COMPITI RICHIESTI:
1. Riscrivi in forma di elenco puntato, più breve, il paragrafo del brano su Luhmann che inizia con "Attingendo al pensiero formulato", conservandone i fatti principali.
2. Nel brano su Luhmann, chi è l'autore del libro su di lui la cui versione italiana sarà presto disponibile?
3. Riproduci fedelmente il passo del brano su Luhmann che va da "Si conclude oggi" fino a "clima, educazione, ecc.)?", incluso.

Si conclude oggi il 46° World Economic Forum di Davos dove i “potenti della terra” si sono riuniti per discutere dei grandi problemi, economici e non solo, della nostra epoca e, si spera, cercare di risolverli.
Ci riusciranno? La società iperconnessa e ipercomplessa del III millennio consente di essere governata in maniera dirigistica? Vi è una gerarchia di “sistemi” grazie alla quale uno di essi, ad esempio quello politico, può “dirigere” tutti gli altri (economia, clima, educazione, ecc.)?
Cerchiamo di avere una risposta da un grande pensatore del secolo scorso: il sociologo Niklas Luhmann, del quale a breve sarà disponibile la versione italiana di un libro di un suo profondo conoscitore (Hans Georg Moeller).
Attingendo al pensiero formulato in altre discipline (biologia, matematica, fisica, ecc.), predispone un impianto teorico altamente convincente per spiegare l’attuale realtà sociale e le sue dinamiche. Una società “senza centro, nè alto” che costituisce e sviluppa continuamente (autopoiesi) sistemi sociali che fanno da “ambiente” l’uno con l’altro e che si sviluppano autonomamente e indipendentemente tra di loro. Sono perturbabili e “irritabili” con stimoli esterni ma certamente non “governabili” nel senso in cui comunemente si attribuisce a questa parola.

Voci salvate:
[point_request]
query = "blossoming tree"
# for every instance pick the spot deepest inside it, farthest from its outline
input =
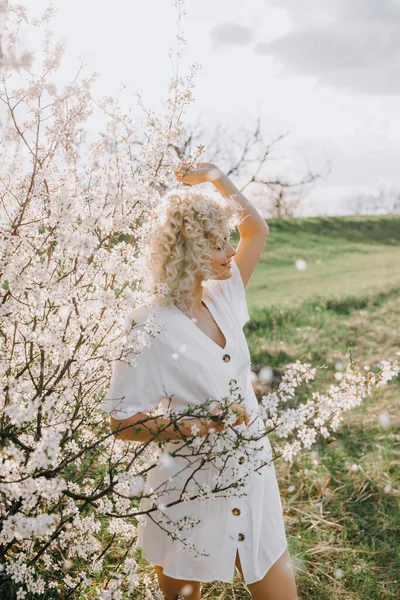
(75, 223)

RISPOSTE PER PUNTO:
1.
- Attinge al pensiero di altre discipline (biologia, matematica, fisica) e costruisce un impianto teorico convincente per spiegare la realtà sociale attuale e le sue dinamiche.
- Descrive una società priva di centro e di vertice che costituisce e sviluppa di continuo (autopoiesi) sistemi sociali.
- Tali sistemi fanno da "ambiente" l'uno all'altro e si sviluppano in modo autonomo e indipendente.
- Possono essere perturbati e "irritati" da stimoli esterni, ma non sono "governabili" nel senso comune del termine.

2. Hans Georg Moeller, un profondo conoscitore di Luhmann.

3.
Si conclude oggi il 46° World Economic Forum di Davos dove i “potenti della terra” si sono riuniti per discutere dei grandi problemi, economici e non solo, della nostra epoca e, si spera, cercare di risolverli.
Ci riusciranno? La società iperconnessa e ipercomplessa del III millennio consente di essere governata in maniera dirigistica? Vi è una gerarchia di “sistemi” grazie alla quale uno di essi, ad esempio quello politico, può “dirigere” tutti gli altri (economia, clima, educazione, ecc.)?